*Given information*
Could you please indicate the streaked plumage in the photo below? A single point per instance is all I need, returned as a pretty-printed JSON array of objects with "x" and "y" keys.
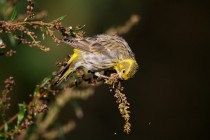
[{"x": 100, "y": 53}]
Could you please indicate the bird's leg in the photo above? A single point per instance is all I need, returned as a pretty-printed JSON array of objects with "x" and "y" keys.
--
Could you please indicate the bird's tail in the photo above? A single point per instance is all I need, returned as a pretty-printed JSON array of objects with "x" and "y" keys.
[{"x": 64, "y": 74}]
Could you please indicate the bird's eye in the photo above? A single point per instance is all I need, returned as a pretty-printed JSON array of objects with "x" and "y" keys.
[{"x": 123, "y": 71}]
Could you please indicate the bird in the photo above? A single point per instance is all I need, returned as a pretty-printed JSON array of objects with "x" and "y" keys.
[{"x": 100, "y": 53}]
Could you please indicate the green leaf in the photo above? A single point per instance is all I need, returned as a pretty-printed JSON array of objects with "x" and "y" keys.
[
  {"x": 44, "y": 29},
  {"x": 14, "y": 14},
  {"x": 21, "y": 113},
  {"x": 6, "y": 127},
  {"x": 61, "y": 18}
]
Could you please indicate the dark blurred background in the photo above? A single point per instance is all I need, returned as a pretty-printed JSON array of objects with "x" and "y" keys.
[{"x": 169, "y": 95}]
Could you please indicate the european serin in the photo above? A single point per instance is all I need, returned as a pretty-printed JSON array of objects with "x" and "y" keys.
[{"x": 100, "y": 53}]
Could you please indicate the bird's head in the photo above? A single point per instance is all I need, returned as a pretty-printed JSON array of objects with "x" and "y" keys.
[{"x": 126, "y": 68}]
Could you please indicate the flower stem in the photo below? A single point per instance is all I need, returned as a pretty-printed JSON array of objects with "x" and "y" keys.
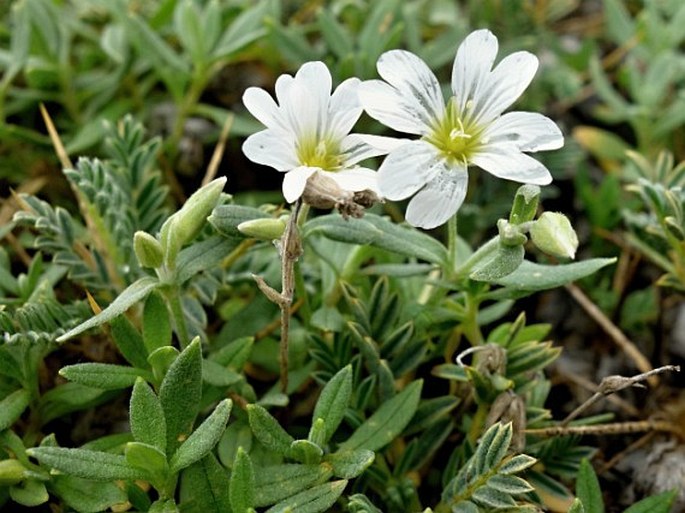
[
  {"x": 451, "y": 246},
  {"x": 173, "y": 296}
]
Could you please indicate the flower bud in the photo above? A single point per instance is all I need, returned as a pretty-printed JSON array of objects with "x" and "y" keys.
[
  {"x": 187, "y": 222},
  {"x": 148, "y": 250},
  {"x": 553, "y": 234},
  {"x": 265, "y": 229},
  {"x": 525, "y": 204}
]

*Directions*
Rewrite everything from the line containing "Could you please indicate the streaked" down to the line containing "Could you please indicate the bird's leg", items included, adding 136 to every x and y coordinate in the answers and omitting the pictures.

*Expected output*
Could you please indicate the streaked plumage in the photo below? A single point per instance is all I need, returned as a pretty-printed JSON array of objects with "x" and "y" keys.
[{"x": 236, "y": 189}]
Could you please indicate the bird's leg in the photo above? A single point per instance is all I need, returned as a pretty-printed JSON array of objects with "x" and "y" keys.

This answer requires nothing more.